======== GIVEN RECORDS

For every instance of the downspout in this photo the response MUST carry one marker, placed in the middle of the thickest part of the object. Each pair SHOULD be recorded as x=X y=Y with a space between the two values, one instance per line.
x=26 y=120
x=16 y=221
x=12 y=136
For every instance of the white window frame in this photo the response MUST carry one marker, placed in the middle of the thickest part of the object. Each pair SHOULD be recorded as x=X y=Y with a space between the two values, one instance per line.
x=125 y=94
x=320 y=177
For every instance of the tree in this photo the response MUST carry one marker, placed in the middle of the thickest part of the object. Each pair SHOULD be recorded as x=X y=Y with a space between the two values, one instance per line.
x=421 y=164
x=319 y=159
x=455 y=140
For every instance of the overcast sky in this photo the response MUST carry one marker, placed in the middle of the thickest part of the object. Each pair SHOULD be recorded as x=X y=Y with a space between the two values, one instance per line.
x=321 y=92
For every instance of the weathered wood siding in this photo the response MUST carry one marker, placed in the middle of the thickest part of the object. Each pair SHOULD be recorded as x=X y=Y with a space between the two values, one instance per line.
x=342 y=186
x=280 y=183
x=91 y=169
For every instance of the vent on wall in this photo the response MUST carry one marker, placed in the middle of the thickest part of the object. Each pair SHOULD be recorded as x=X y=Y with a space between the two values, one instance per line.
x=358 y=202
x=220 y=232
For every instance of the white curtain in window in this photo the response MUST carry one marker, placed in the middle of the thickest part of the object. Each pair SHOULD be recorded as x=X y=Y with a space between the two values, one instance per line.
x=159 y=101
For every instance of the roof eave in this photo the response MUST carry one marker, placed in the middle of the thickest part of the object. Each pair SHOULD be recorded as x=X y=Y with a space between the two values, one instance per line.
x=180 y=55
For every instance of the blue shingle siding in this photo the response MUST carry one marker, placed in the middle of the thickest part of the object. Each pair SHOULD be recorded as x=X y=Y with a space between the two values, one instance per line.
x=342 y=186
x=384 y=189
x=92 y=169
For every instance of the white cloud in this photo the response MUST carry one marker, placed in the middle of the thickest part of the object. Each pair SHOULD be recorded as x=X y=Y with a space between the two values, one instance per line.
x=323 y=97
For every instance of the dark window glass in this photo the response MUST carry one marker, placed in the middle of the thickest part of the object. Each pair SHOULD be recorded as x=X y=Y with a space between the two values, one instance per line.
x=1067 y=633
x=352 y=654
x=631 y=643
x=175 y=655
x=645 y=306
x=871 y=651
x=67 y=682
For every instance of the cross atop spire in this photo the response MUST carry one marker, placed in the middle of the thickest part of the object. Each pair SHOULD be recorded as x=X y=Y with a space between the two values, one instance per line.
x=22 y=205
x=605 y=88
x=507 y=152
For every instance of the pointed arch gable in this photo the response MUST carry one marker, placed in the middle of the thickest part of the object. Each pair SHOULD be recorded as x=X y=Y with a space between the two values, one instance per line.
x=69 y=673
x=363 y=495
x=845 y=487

================

EXERCISE REQUIREMENTS: Reproduce every line of the data above word for word, keeping the original order and changing nothing.

SOLVED PROBLEM:
For every instance of the downspout in this photo the response MUST carry one marker, placed in the middle of the thickest part of the object. Each pair SHOULD be recorded as x=X y=Y with a space between the two values, one instance per line.
x=26 y=120
x=16 y=221
x=12 y=136
For every instance of the white window frame in this photo the response MUST carry one marker, placed in the middle of the thickest part of the object. Each pair SHOULD be recorded as x=X y=Y with a space between the two values, one instance per line.
x=125 y=94
x=320 y=177
For every instance of the tree in this photo the response MUST carry one marker, placed in the middle of the thickest part of the object. Each pair SHOULD be recorded as x=X y=Y with a space between the two values, one instance per line.
x=421 y=164
x=319 y=159
x=455 y=140
For every instance of the overcast sky in this photo the response MUST carry one marker, placed in the middle of the thickest part of the object. Each pair SHOULD be recorded as x=X y=Y with a space between the two values, one instance per line.
x=321 y=92
For every instance of the weathered wood siding in this photo the response MUST carry one marker, placed in the middle of the thickest part of the object. Each pair SHOULD be recorded as x=X y=Y with a space between the two values, one instance per line.
x=342 y=186
x=280 y=183
x=91 y=169
For every instance of the vent on wall in this photo the response MUST carry one marker, placed in the middle of the thickest part of the object. Each pair SHOULD be recorded as x=X y=Y with a space between the two values, one instance per line.
x=358 y=202
x=220 y=232
For every instance of the white curtain in window in this photo the response MUST carry one marker, placed in the middle of the thickest part of the object. Each pair SHOULD be recorded as x=X y=Y with a space between the two values, one instance per line.
x=159 y=101
For every instance of the roof eave in this photo the response MUST carry one marker, placed in the middle of the thickest part of the object. Each pair SHOULD be recorded as x=X y=Y with a space between the two values, one instance per line.
x=180 y=55
For every instance of the blue shingle siding in this photo the response MUST carry one marker, placed in the middle of the thickest part of the object. Each pair SHOULD be recorded as x=X y=Y with a space between the two values, one instance per line.
x=342 y=186
x=384 y=189
x=92 y=169
For every instance of the white cloud in this photo the response MUST carry one marker, placed in the middle of the thickest part of the object. Each pair SHOULD be recorded as x=X y=Y with a space between the two values, one instance per line.
x=323 y=97
For every instance of the dark window glass in this photo the response MUST carry one marker, placed in the middle of the thickest part of the object. Each pair SHOULD be recorded as x=X y=Y with a space between the two values, one instance per line.
x=1067 y=633
x=352 y=654
x=631 y=643
x=175 y=655
x=645 y=306
x=871 y=651
x=67 y=682
For every instance of the cross atop spire in this photo the response MUST carry one marker, placed in the middle of the thickest part of the object. Each pair SHOULD be recorded as x=X y=Y with a space between the two values, one instance per line.
x=22 y=205
x=605 y=88
x=507 y=152
For every instance of the pointed arch gable in this photo the response MUST carry one marker, placed in the middle of the thickest part of the object. Each pair SHOULD be recorded as x=X y=Y with a space between the two values, one instance per line.
x=69 y=673
x=363 y=495
x=845 y=487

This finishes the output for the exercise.